◆ Excerpt provided ◆
Top 5 Investor Tips You Must Know to Protect Yourself from Deceptive Brokers
New York, New York (PRWEB) December 2, 2005
Eppenstein and Eppenstein, the New York-based law firm of national and international securities fraud and commercial litigation attorneys who have recovered approximately $50 million for their clients in the past five years, has a new blog at http://www.securitiesfraudhotline.com.
The purpose of the blog is to provide information and insights on current business news that is both relevant and of interest to the business community and the investing public. Senior partner Theodore Eppenstein, who argued on behalf of investors before the U.S. Supreme Court in the landmark Shearson/American Express, Inc. v. McMahon case, assists investors, employees and businesses with valid claims to recover their losses in court or arbitration.
Mr. Eppenstein’s expanded list of common broker and brokerage firm abuses includes over twenty practices which can be accessed easily through the internet portal to the firm’s website, http://www.securitieslawarbitration.com, or directly on the firm’s main website at http://www.eppensteinlaw.com. Each one of these potential claims is fact-specific and can differ according to jurisdiction.
According to Mr. Eppenstein, the five most common investor claims of broker misconduct are: breach of fiduciary duty; recommending unsuitable investments; fraudulent misrepresentation or omission to state material facts; breach of contract; and churning or excessive trading.
Five Most Common Claims Against Brokers
Unless a broker is merely an order taker, he may be acting as a fiduciary of the investor. Granting discretion to the broker is an excellent example of the broker being given special ability to trade a customer’s account without seeking approval first. Many cases have been filed against brokers who abused this relationship by placing their personal benefit above the interests of their client.

◆ Data excerpt ◆

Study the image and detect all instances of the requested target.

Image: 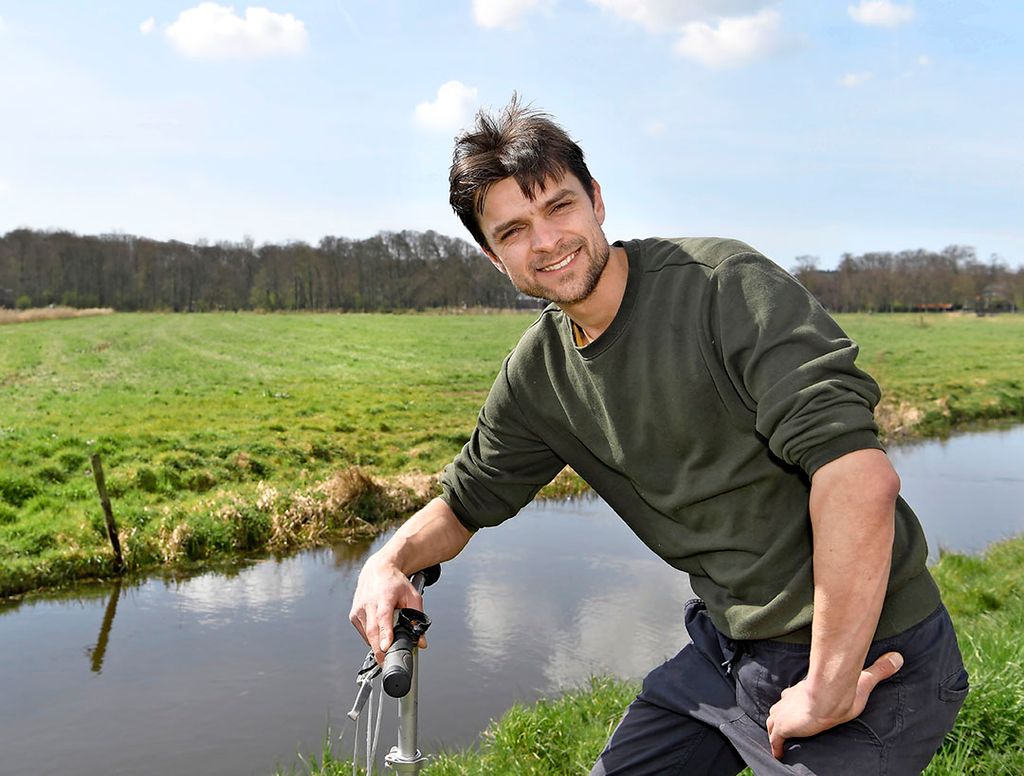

◆ Requests ◆
**1.** In the press release, condense the paragraph beginning "According to Mr. Eppenstein" into a short list that keeps its main facts.
**2.** Substitute "weblog" for "blog" in the press release, and give the passage starting at "The purpose of" and ending at "according to jurisdiction.".

◆ Results for each task ◆
**1.**
Five most common investor claims of broker misconduct, according to Mr. Eppenstein:
- Breach of fiduciary duty
- Recommending unsuitable investments
- Fraudulent misrepresentation or omission to state material facts
- Breach of contract
- Churning or excessive trading

**2.**
The purpose of the weblog is to provide information and insights on current business news that is both relevant and of interest to the business community and the investing public. Senior partner Theodore Eppenstein, who argued on behalf of investors before the U.S. Supreme Court in the landmark Shearson/American Express, Inc. v. McMahon case, assists investors, employees and businesses with valid claims to recover their losses in court or arbitration.
Mr. Eppenstein’s expanded list of common broker and brokerage firm abuses includes over twenty practices which can be accessed easily through the internet portal to the firm’s website, http://www.securitieslawarbitration.com, or directly on the firm’s main website at http://www.eppensteinlaw.com. Each one of these potential claims is fact-specific and can differ according to jurisdiction.